== What you will do ==
**A)** In the passage on approximating functions, how many coefficients must be combined for each output point when a bicubic spline is evaluated?
**B)** Decide whether each statement agrees with the passage on approximating functions, answering yes or no and quoting the words that settle it:
(i) Polynomial functions often give the simplest solution for well-behaved coordinate transformations.
(ii) Between grid points, the piecewise functions approximate the original function with a second-order polynomial.
(iii) Evaluating a bicubic spline is cheap.
**C)** Write the next few sentences of the passage on approximating functions, picking up right after its last sentence.

== Quoted text ==
A choice of approximating functions is provided, e.g., chebyshev or legendre
polynomial, piecewise cubic spline, or piecewise linear.
.le
.ls o
The polynomial functions will often provide the simplest solution for well
behaved coordinate transformations.  The piecewise functions (spline and linear)
may be used to model any slowly varying analytic function represented in
cartesian coordinates.  The piecewise functions \fIinterpolate\fR the original
analytic function on a regular grid, approximating the function between grid
points with a first or third order polynomial.  The approximation may be made
arbitrarily good by sampling on a finer grid, trading table space for increased
precision.
.le
.ls o
For many nonlinear functions, especially those defined in terms of the
transcendental functions, the fitted curve or surface will be quicker to
evaluate than the original function, i.e., the approximation will be more
efficient (evaluation of a bicubic spline is not cheap, however, requiring
computation of a linear combination of sixteen coefficients for each output
point).

== Material provided ==

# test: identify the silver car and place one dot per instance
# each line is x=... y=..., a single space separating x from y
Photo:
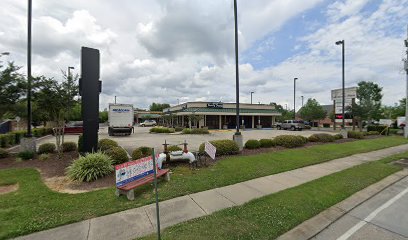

== Responses per task ==
**A)** Sixteen coefficients.

**B)**
(i) Yes: "The polynomial functions will often provide the simplest solution for well behaved coordinate transformations."
(ii) No: "approximating the function between grid points with a first or third order polynomial."
(iii) No: "evaluation of a bicubic spline is not cheap"

**C)**
.le
.ls o
The nonlinear transformation will define the mapping from pixel coordinates
to world coordinates.  The inverse transformation will be computed by numerical
inversion (iterative search).  This technique may be too inefficient for some
applications.
.le
.le


For example, the WCS for a three dimensional image might consist of a bivariate
Nth order chebyshev polynomial mapping X and Y to RA and DEC via gnomic
projection, plus a univariate piecewise linear function mapping each discrete
image band (Z) to a wavelength value.  If the image were subsequently shifted,
rotated, magnified, block averaged, etc., or sampled via an image section,
a linear term would be added to the WCS record of each axis affected by the
transformation.

A WCS is represented by a \fIset\fR of records in the WCS relation.  One record
is required for each axis mapped by the transformation.  The attributes of the
WCS relation are described below.  The records forming a given WCS all share
the same value of the \fIwcs\fR field.
.ls
.ls 12 wcs
The world coordinate system number, a unique integer code assigned by the WCS
package when the WCS is added to the database.
.le
.ls image
The name of the image with which the WCS is associated.
If a WCS is to be associated with more
than one image retrieval must be via the \fIwcs\fR number rather than the
\fIimage\fR name field.
.le
.ls type
A keyword supplied by the application identifying the type of coordinate
system defined by the WCS.  This attribute is used in combination with the
\fIimage\fR attribute for keyword based retrieval in cases where an image
may have multiple world coordinate systems.
.le
.ls axis
The image axis mapped by the transformation stored in this record.  The X
axis is number 1, Y is number 2, and so on.
.le
.ls axin1
The first input axis (independent variable in the transformation).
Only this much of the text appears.